» The request: Rewrite the stretch from the start of the records through the line containing "106 127 L 102", changing "train logo" to "locomotive emblem" and leaving everything else untouched.

[Contour annotation records]
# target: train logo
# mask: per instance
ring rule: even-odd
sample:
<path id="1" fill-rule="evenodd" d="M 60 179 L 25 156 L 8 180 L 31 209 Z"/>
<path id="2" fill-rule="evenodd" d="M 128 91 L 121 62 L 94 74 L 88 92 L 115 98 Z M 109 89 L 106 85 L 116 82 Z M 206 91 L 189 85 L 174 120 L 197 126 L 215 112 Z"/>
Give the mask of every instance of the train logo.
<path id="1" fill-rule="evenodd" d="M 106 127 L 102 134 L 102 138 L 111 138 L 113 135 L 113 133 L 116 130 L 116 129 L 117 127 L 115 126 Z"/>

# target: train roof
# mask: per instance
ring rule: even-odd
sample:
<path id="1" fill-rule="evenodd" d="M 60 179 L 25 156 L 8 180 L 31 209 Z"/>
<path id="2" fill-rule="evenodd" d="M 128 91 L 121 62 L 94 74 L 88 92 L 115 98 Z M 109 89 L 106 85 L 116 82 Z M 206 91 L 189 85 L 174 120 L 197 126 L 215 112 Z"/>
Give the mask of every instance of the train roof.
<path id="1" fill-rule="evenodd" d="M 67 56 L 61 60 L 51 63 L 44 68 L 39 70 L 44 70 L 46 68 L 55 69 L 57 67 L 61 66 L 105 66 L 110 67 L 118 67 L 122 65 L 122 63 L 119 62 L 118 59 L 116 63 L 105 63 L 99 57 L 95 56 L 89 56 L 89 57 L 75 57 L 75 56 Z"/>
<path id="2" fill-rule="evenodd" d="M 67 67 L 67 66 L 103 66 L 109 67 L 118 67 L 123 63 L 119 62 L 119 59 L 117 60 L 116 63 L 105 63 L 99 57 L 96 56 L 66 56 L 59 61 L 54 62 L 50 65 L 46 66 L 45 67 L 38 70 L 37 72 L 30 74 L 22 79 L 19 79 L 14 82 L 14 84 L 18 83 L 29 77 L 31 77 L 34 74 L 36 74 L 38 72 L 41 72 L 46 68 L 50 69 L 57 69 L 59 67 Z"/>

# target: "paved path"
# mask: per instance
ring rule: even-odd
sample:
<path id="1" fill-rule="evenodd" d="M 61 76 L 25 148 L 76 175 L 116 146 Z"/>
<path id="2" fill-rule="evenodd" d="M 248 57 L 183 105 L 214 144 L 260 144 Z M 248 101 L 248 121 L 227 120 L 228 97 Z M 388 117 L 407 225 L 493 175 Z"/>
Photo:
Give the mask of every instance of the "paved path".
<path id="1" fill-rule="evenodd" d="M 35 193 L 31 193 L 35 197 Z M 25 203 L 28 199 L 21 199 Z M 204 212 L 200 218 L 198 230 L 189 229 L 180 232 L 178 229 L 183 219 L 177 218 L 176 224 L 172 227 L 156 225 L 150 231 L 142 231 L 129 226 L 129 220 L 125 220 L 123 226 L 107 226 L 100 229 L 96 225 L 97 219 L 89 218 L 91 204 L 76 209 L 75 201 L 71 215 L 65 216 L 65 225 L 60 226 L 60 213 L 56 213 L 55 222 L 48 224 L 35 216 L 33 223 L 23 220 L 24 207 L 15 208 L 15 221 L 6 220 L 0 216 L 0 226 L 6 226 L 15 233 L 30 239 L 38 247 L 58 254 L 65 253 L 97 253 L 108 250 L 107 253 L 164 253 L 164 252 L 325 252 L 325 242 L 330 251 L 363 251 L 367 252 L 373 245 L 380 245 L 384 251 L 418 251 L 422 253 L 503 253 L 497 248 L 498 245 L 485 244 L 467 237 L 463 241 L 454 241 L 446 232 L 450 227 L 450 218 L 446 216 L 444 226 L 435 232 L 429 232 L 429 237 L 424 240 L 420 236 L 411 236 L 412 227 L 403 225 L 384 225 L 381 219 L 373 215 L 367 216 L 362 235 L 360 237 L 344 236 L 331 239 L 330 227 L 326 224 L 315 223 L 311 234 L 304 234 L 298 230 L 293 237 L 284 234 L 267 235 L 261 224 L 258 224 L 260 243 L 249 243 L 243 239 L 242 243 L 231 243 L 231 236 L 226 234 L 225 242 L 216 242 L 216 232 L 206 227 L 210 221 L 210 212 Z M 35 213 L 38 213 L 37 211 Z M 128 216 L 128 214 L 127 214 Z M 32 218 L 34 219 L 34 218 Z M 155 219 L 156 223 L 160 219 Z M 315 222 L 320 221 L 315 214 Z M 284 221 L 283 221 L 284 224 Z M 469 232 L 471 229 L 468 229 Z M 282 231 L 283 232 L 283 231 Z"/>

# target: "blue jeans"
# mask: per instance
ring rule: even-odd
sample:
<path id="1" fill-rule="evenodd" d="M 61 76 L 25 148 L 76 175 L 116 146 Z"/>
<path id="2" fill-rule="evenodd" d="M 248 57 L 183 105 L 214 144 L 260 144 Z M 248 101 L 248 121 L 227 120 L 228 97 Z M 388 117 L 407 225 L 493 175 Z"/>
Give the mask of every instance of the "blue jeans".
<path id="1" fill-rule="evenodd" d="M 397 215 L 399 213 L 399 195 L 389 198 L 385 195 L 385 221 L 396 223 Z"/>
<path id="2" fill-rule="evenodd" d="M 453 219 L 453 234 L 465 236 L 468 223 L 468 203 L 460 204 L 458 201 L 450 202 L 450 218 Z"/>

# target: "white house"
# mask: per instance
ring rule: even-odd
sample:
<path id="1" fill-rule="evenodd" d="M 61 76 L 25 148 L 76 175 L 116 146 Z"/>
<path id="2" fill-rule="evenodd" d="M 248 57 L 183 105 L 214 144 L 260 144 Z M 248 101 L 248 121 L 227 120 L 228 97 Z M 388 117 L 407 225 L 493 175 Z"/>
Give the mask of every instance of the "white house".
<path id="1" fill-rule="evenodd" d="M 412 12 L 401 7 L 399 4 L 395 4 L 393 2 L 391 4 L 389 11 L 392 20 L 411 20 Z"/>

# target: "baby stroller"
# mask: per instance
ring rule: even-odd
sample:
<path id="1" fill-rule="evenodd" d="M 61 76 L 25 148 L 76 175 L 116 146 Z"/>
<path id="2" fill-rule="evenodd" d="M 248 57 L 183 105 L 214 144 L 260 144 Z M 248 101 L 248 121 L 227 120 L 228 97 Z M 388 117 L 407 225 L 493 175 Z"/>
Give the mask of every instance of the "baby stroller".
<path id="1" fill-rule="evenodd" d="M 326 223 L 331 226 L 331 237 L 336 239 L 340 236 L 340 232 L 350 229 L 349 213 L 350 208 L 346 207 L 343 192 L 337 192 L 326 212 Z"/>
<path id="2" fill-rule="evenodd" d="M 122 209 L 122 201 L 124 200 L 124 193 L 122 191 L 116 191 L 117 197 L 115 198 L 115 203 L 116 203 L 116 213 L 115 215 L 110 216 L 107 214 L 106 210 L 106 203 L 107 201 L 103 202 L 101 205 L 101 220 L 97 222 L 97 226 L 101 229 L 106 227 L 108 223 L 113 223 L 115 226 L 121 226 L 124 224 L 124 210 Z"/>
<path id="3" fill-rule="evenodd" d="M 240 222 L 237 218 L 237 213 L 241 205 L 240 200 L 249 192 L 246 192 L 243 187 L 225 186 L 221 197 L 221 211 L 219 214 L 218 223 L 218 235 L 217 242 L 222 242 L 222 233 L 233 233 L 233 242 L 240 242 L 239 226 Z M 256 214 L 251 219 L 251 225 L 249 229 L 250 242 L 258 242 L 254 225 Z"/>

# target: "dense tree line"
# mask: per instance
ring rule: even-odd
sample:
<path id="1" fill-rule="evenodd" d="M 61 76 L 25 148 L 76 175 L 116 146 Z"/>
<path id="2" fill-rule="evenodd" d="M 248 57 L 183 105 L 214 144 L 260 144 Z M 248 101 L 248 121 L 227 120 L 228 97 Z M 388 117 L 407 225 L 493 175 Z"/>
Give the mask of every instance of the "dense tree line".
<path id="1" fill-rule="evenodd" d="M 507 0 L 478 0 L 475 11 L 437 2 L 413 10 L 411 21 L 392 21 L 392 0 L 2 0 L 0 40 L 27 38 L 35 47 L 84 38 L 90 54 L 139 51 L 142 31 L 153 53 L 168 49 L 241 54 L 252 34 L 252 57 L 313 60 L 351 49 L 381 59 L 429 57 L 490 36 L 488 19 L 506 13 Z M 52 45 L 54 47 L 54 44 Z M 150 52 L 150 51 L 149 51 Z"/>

» Result:
# target: locomotive emblem
# mask: per instance
ring rule: even-odd
sample:
<path id="1" fill-rule="evenodd" d="M 60 179 L 25 156 L 8 180 L 31 209 Z"/>
<path id="2" fill-rule="evenodd" d="M 128 91 L 121 62 L 94 74 L 88 92 L 115 98 Z M 109 89 L 106 85 L 116 82 Z M 206 91 L 189 85 L 174 120 L 197 126 L 215 112 Z"/>
Give the mask of every instance of the locomotive emblem.
<path id="1" fill-rule="evenodd" d="M 106 127 L 102 134 L 102 138 L 111 138 L 113 135 L 113 133 L 116 130 L 116 129 L 117 127 L 115 126 Z"/>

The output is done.